STATED EXERCISE - Retype the material below, from its start through the line containing "<point>140,497</point>", with both ends included. Leave out the pictures.
****************************************
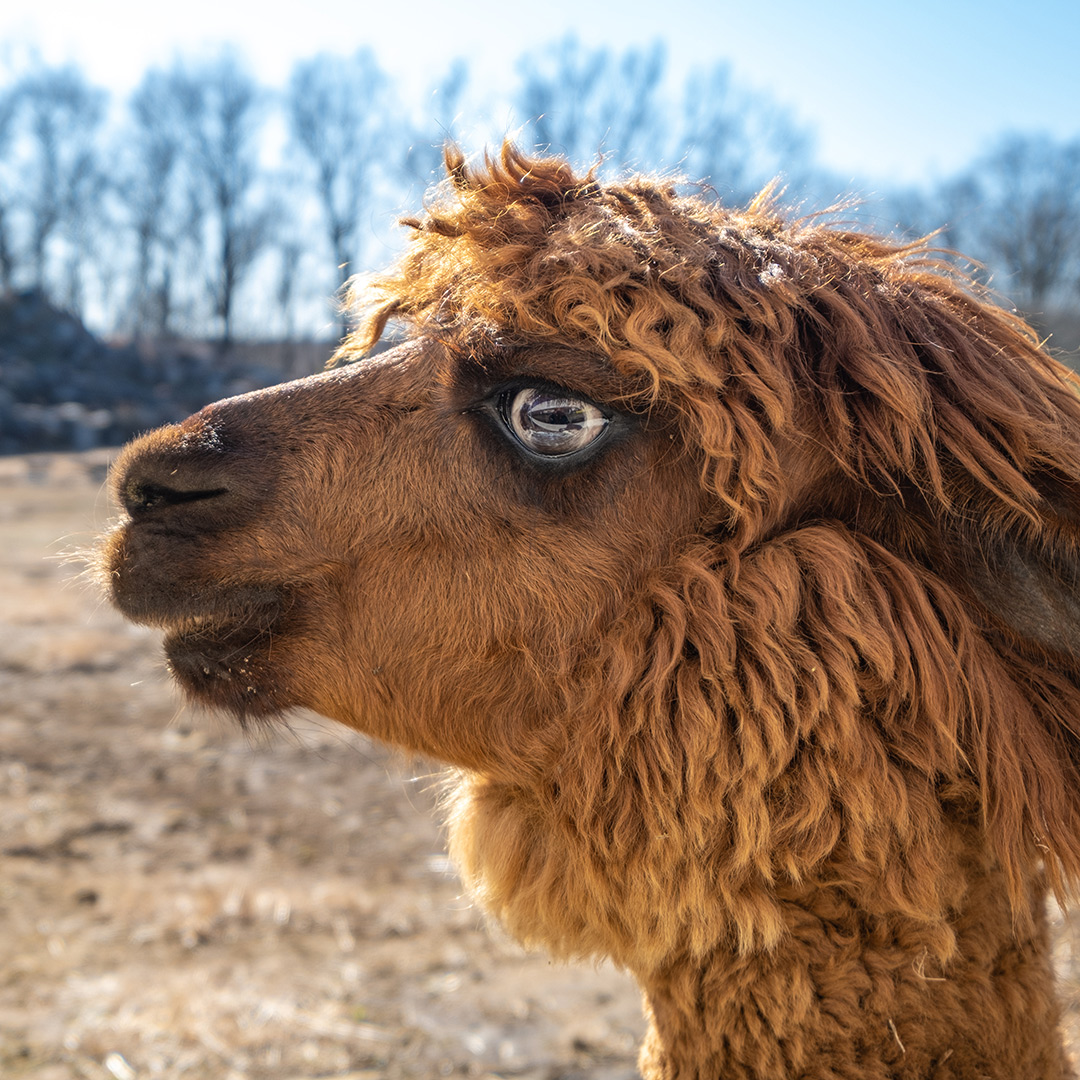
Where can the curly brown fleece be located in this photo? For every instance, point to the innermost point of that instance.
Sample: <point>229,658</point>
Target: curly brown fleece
<point>772,694</point>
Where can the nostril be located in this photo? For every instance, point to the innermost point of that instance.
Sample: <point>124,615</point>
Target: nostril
<point>140,497</point>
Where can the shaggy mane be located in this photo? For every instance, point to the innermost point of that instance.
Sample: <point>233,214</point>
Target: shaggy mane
<point>759,334</point>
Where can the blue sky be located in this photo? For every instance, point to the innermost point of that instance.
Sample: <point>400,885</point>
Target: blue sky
<point>893,91</point>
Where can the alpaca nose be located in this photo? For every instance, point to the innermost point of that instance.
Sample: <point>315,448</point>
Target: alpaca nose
<point>143,494</point>
<point>183,474</point>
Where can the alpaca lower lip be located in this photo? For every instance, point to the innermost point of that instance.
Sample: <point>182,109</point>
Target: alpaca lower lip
<point>226,665</point>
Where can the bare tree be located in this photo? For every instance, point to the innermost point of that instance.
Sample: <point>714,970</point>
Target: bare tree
<point>8,105</point>
<point>221,111</point>
<point>338,113</point>
<point>436,126</point>
<point>62,115</point>
<point>588,103</point>
<point>738,139</point>
<point>151,187</point>
<point>1027,191</point>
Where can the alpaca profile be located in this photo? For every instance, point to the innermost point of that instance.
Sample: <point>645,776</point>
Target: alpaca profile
<point>730,563</point>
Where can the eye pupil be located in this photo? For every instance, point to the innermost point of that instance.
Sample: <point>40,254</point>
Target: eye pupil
<point>554,423</point>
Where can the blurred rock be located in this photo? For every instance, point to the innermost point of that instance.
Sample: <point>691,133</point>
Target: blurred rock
<point>64,389</point>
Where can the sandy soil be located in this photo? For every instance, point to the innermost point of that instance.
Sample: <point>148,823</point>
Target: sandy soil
<point>177,901</point>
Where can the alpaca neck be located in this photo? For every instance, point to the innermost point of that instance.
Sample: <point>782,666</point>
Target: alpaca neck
<point>858,996</point>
****************************************
ANSWER TO THIS EXERCISE -
Where can the curly brown fleece be located in this photo? For every instance, point to the innermost point of that instance.
Sample: <point>229,658</point>
Target: curly brown fleece
<point>772,694</point>
Where can the nostril be located in this photo? For every instance, point to the innermost point of that instance.
Sample: <point>124,615</point>
Target: nostril
<point>140,497</point>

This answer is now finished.